TEXT TO READ:
Leo Varadkar: why his coming out really is a small kind of queer victory.

One of the things about being the type of queermo who’s been out for a gajillion years (since we were literally partying like it was 1999, people. Because it was, in fact, nineteen ninety-nine. More or less) is that hanging about in your little queer bubbles you get the idea that we’re somehow different.

Of course, there’s nothing about being born something other than a cis heterosexual that makes you special or different. In the beginning, we’re just like everyone else- tiny, adorable, and prone to pooping our pants on a regular basis. It’s not until much later that all that cisheteronormativity starts to kick in and you’re forced to sink or swim and learn to navigate.

It’s not that LGBTQ people are special or different. It’s just that those of us who are able and willing to be outspoken tend to have some things in common. We’re more likely to come from environments that nurtured us instead of excluding us. We’re more likely to be fairly, y’know, ballsy people who Give No Fucks. Or we’re the people who didn’t have a choice about being out or not, cause we tick one stereotype too many to pass under anyone’s radar.

For years, those were the faces you’d see.

And then yesterday morning, our health minister Leo Varadkar came out, leaving a lot of queers, well, deeply uncomfortable. The first government minister to come out (although we have plenty of out TDs and Senators), and he’s from a right-of-centre party and has one of the most unpopular jobs of the lot of them. Seriously, can you remember the last time we were happy with our health minister? I can’t.

We’re deeply uncomfortable. It just doesn’t sit right, does it? We’re not used to a minister and a Taoiseach, both from a right-wing party, joking about coming out and going to gay bars. Aren’t these supposed to be the kind of people who want people like us to shut up and hide? Since when are we so mainstream? And if we are, then why the hell do we still have to look over our goddamned shoulders every time we walk down the street together?

SUPPLIED MATERIAL:
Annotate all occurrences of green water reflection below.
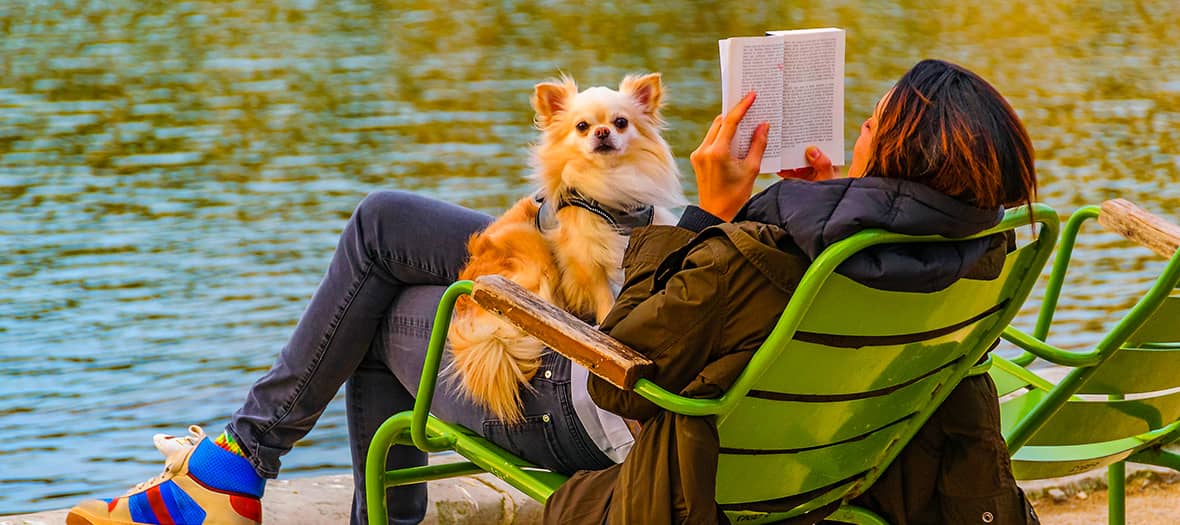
[0,0,1180,513]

SHORT TASK: Carry on the piece on Leo Varadkar's coming out from the point where it stops. The material has no connection to the piece on Leo Varadkar's coming out.

ANSWER TO THIS EXERCISE:
It feels uncomfortable to see someone in a position of such privilege, who has hidden who they are for decades and gotten immense power within that, come out just when the establishment they are a part of starts to show some support for a select few of our issues. Should we be happy that another person has come out? Worried that this is a kind of pinkwashing and creeping homonormativity, another sign that marriage equality is being seen as the be all and end all of inclusion? Congratulating Varadkar for his bravery or angry that it took him so long while we were bearing the brunt of queerphobia?

We’re not special, though, are we? That’s what this is forcing us- us lefties and queer-as-in-fuck-yous- to deal with. There’s nothing about being born not hetero or not cis that makes a person like us. We’ve always known that. We’ve always known that not everyone had the support, the guts, or the inclination to be open. We’ve always said not only that we are everywhere and everyone, but that that is one of the most powerful tools that we have.

I do worry that our critiques of gender and relationship norms are being diluted. I worry that the issues facing the most vulnerable among us are being ignored in the push for the almighty marriage rights. I worry about poverty, mental health, bullying, deportations, homelessness, suicide, and all the everyday exclusions and fears that we’re so used to taking into account that we don’t even think of anymore.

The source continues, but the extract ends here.